* Begin Record set *

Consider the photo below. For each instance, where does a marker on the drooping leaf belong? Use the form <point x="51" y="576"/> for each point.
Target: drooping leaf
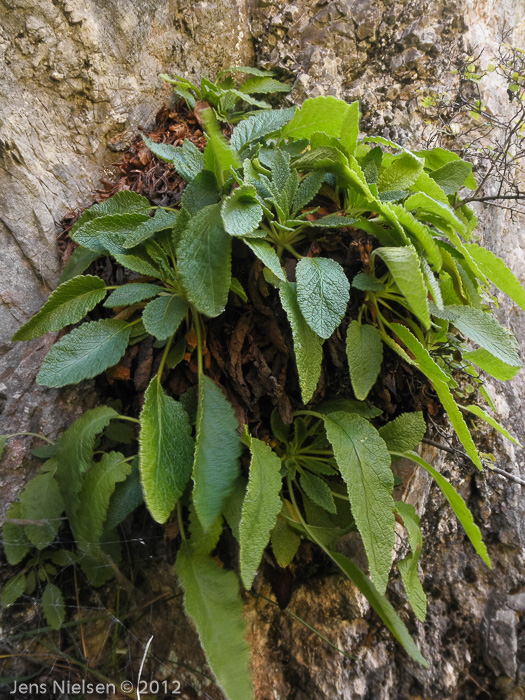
<point x="364" y="463"/>
<point x="166" y="451"/>
<point x="217" y="451"/>
<point x="204" y="261"/>
<point x="163" y="315"/>
<point x="81" y="258"/>
<point x="405" y="432"/>
<point x="162" y="220"/>
<point x="15" y="541"/>
<point x="68" y="304"/>
<point x="498" y="273"/>
<point x="13" y="590"/>
<point x="408" y="566"/>
<point x="404" y="266"/>
<point x="259" y="125"/>
<point x="364" y="350"/>
<point x="264" y="251"/>
<point x="41" y="502"/>
<point x="308" y="347"/>
<point x="380" y="604"/>
<point x="261" y="507"/>
<point x="85" y="352"/>
<point x="132" y="293"/>
<point x="325" y="114"/>
<point x="480" y="413"/>
<point x="53" y="606"/>
<point x="323" y="291"/>
<point x="187" y="160"/>
<point x="402" y="172"/>
<point x="212" y="601"/>
<point x="458" y="505"/>
<point x="241" y="212"/>
<point x="318" y="491"/>
<point x="492" y="365"/>
<point x="482" y="328"/>
<point x="219" y="156"/>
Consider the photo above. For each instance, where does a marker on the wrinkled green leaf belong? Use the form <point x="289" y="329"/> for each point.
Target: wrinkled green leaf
<point x="84" y="353"/>
<point x="323" y="291"/>
<point x="308" y="347"/>
<point x="217" y="451"/>
<point x="53" y="606"/>
<point x="163" y="315"/>
<point x="166" y="451"/>
<point x="364" y="463"/>
<point x="458" y="505"/>
<point x="405" y="432"/>
<point x="403" y="264"/>
<point x="261" y="507"/>
<point x="364" y="350"/>
<point x="212" y="601"/>
<point x="68" y="304"/>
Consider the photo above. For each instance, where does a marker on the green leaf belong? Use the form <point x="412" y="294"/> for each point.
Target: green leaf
<point x="75" y="452"/>
<point x="204" y="261"/>
<point x="166" y="451"/>
<point x="110" y="233"/>
<point x="498" y="273"/>
<point x="458" y="505"/>
<point x="212" y="601"/>
<point x="41" y="501"/>
<point x="327" y="114"/>
<point x="160" y="222"/>
<point x="402" y="172"/>
<point x="260" y="85"/>
<point x="132" y="293"/>
<point x="480" y="413"/>
<point x="217" y="452"/>
<point x="219" y="156"/>
<point x="323" y="291"/>
<point x="318" y="491"/>
<point x="259" y="125"/>
<point x="482" y="328"/>
<point x="88" y="523"/>
<point x="13" y="590"/>
<point x="349" y="406"/>
<point x="53" y="606"/>
<point x="440" y="382"/>
<point x="261" y="507"/>
<point x="408" y="566"/>
<point x="84" y="353"/>
<point x="241" y="212"/>
<point x="264" y="251"/>
<point x="308" y="347"/>
<point x="80" y="260"/>
<point x="68" y="304"/>
<point x="492" y="365"/>
<point x="187" y="160"/>
<point x="364" y="350"/>
<point x="405" y="432"/>
<point x="364" y="463"/>
<point x="403" y="264"/>
<point x="452" y="176"/>
<point x="380" y="604"/>
<point x="16" y="544"/>
<point x="163" y="315"/>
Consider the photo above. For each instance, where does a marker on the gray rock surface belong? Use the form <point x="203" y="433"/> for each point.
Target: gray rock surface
<point x="80" y="75"/>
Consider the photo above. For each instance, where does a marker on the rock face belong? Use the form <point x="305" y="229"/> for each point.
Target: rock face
<point x="79" y="77"/>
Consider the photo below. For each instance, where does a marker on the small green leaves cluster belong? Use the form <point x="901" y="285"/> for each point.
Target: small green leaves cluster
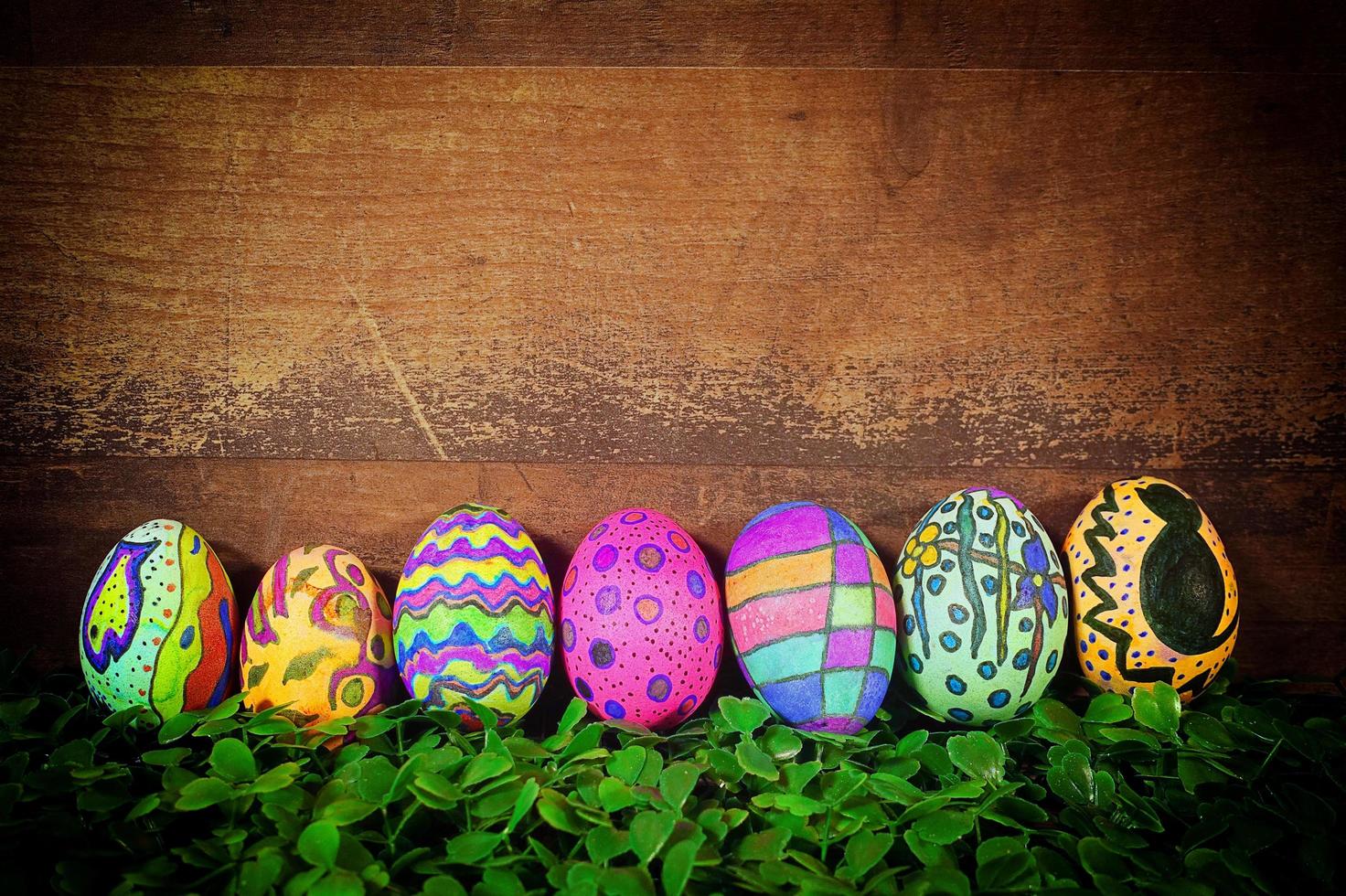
<point x="1095" y="793"/>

* End Record set *

Exercise objective: Switch every "marker" in the data for "dot" and give the lines again with nothing else changed. Leave the pictures out.

Output below:
Consider the photo below. For each instance, where does a dot on the drooping leaf belong? Use the form <point x="51" y="576"/> for each point.
Target: drooping leaf
<point x="364" y="463"/>
<point x="166" y="451"/>
<point x="217" y="451"/>
<point x="204" y="261"/>
<point x="163" y="315"/>
<point x="81" y="258"/>
<point x="405" y="432"/>
<point x="162" y="220"/>
<point x="15" y="541"/>
<point x="68" y="304"/>
<point x="498" y="273"/>
<point x="13" y="590"/>
<point x="408" y="566"/>
<point x="404" y="266"/>
<point x="259" y="125"/>
<point x="364" y="350"/>
<point x="264" y="251"/>
<point x="41" y="502"/>
<point x="308" y="347"/>
<point x="380" y="604"/>
<point x="261" y="507"/>
<point x="85" y="352"/>
<point x="132" y="293"/>
<point x="325" y="114"/>
<point x="480" y="413"/>
<point x="53" y="606"/>
<point x="323" y="291"/>
<point x="187" y="160"/>
<point x="402" y="172"/>
<point x="212" y="601"/>
<point x="458" y="505"/>
<point x="241" y="212"/>
<point x="318" y="491"/>
<point x="492" y="365"/>
<point x="482" y="328"/>
<point x="219" y="156"/>
Consider the photo above. For each instance, where does a dot on the wrinkled green leaf belong? Use the form <point x="289" y="329"/> for each point.
Target: wrinkled green leaf
<point x="84" y="353"/>
<point x="323" y="291"/>
<point x="308" y="347"/>
<point x="217" y="451"/>
<point x="53" y="606"/>
<point x="163" y="315"/>
<point x="166" y="451"/>
<point x="364" y="463"/>
<point x="458" y="505"/>
<point x="405" y="432"/>
<point x="403" y="264"/>
<point x="261" y="507"/>
<point x="364" y="350"/>
<point x="212" y="601"/>
<point x="68" y="304"/>
Consider the photo above. For each instance, where does a dot on the green leaf belong? Use the form <point x="412" y="294"/> for each point.
Target: green leaf
<point x="75" y="452"/>
<point x="204" y="261"/>
<point x="166" y="451"/>
<point x="110" y="233"/>
<point x="498" y="273"/>
<point x="458" y="505"/>
<point x="212" y="601"/>
<point x="41" y="501"/>
<point x="327" y="114"/>
<point x="160" y="222"/>
<point x="402" y="172"/>
<point x="260" y="85"/>
<point x="132" y="293"/>
<point x="480" y="413"/>
<point x="217" y="452"/>
<point x="219" y="156"/>
<point x="323" y="291"/>
<point x="318" y="491"/>
<point x="259" y="125"/>
<point x="482" y="328"/>
<point x="88" y="523"/>
<point x="13" y="590"/>
<point x="349" y="406"/>
<point x="53" y="606"/>
<point x="440" y="382"/>
<point x="261" y="507"/>
<point x="408" y="566"/>
<point x="84" y="353"/>
<point x="241" y="212"/>
<point x="264" y="251"/>
<point x="308" y="347"/>
<point x="80" y="260"/>
<point x="68" y="304"/>
<point x="492" y="365"/>
<point x="187" y="160"/>
<point x="364" y="350"/>
<point x="405" y="432"/>
<point x="364" y="463"/>
<point x="403" y="264"/>
<point x="452" y="176"/>
<point x="380" y="604"/>
<point x="16" y="544"/>
<point x="163" y="315"/>
Consider the photo above. For each instance, where does a dot on the gray rock surface belong? Use the form <point x="203" y="433"/> for each point.
Target: gray rock surface
<point x="80" y="75"/>
Consider the photo above. For each instance, where does a dot on the rock face belong? Use the form <point x="305" y="229"/> for each point.
Target: rock face
<point x="79" y="77"/>
Consider the photo below. For each instance, where does a dot on the small green leaves cluster belong? Use the form <point x="901" y="285"/> for each point.
Target: small green leaves cluster
<point x="1095" y="793"/>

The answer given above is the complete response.